| Provided material |
== == ==
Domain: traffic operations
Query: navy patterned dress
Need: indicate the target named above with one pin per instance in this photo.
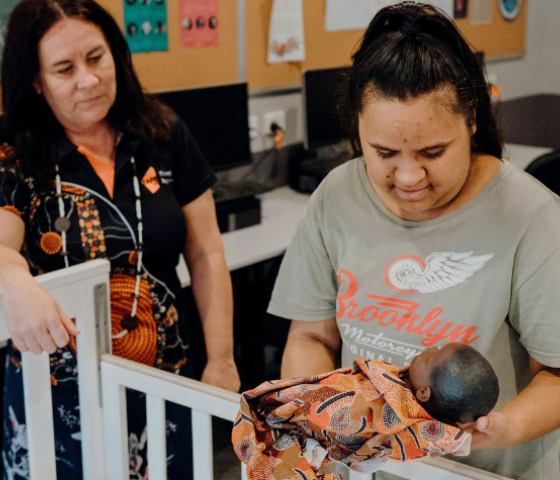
(172, 175)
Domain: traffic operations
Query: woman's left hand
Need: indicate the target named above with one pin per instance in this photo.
(222, 374)
(492, 431)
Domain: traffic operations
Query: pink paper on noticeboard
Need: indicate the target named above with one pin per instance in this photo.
(199, 23)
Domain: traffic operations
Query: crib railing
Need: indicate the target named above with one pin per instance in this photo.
(82, 292)
(204, 400)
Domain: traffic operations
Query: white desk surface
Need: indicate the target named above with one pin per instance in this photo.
(281, 211)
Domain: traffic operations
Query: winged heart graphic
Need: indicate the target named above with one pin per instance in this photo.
(408, 274)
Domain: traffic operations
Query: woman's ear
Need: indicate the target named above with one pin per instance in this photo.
(423, 394)
(472, 123)
(37, 86)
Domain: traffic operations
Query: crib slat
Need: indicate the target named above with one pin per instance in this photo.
(202, 446)
(359, 476)
(157, 449)
(116, 427)
(39, 416)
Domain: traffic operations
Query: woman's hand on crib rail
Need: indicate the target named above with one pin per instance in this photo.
(35, 321)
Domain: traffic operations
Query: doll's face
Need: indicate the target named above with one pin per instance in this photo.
(420, 370)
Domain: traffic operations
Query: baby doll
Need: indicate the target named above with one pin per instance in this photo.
(364, 415)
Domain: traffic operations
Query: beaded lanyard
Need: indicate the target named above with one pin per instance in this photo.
(62, 225)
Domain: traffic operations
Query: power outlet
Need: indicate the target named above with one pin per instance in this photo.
(278, 117)
(253, 127)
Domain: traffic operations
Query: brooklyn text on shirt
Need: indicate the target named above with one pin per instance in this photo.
(399, 314)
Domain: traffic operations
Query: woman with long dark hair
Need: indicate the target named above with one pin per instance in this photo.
(429, 237)
(94, 168)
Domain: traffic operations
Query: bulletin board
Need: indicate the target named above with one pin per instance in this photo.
(333, 49)
(179, 67)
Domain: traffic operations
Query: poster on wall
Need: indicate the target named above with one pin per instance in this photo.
(357, 14)
(482, 12)
(286, 39)
(461, 9)
(145, 24)
(199, 23)
(6, 7)
(510, 8)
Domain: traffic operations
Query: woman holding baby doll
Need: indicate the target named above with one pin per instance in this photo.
(94, 168)
(428, 237)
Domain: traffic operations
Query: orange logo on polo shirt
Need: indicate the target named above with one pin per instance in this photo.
(150, 180)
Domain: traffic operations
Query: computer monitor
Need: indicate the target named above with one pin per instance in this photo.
(322, 123)
(218, 117)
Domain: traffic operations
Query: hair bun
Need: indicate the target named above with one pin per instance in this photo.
(409, 28)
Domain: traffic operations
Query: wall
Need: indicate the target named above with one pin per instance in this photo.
(552, 61)
(538, 71)
(529, 75)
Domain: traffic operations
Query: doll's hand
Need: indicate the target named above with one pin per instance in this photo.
(492, 431)
(222, 374)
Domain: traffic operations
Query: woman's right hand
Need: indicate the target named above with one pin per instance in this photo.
(35, 321)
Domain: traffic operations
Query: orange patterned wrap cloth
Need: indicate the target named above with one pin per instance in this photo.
(359, 416)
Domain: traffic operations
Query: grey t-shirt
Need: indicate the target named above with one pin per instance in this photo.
(487, 274)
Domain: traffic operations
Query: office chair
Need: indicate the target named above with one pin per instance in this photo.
(546, 169)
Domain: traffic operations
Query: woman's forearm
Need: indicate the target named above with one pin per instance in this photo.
(13, 269)
(211, 284)
(306, 358)
(312, 348)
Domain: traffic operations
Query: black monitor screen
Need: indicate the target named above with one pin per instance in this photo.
(218, 117)
(322, 121)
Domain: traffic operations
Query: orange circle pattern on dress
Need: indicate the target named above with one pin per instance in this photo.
(74, 190)
(12, 209)
(51, 243)
(139, 345)
(91, 233)
(133, 258)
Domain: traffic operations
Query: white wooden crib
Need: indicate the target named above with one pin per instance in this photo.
(82, 292)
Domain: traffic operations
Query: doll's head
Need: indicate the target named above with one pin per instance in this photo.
(454, 384)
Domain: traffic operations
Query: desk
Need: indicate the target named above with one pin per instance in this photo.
(282, 210)
(522, 155)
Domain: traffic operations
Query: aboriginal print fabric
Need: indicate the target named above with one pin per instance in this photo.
(101, 226)
(360, 416)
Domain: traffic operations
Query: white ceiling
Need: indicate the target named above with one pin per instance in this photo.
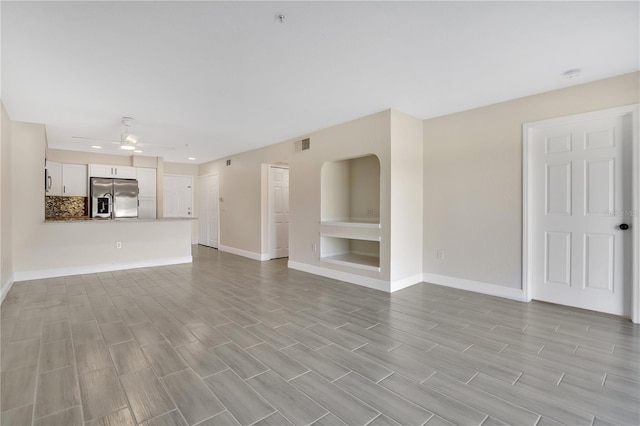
== == ==
| To be done |
Report how many lines of the rows above contain the string "monitor", counting only case-sensitive matches. Give the number alone.

| Solution to this task |
2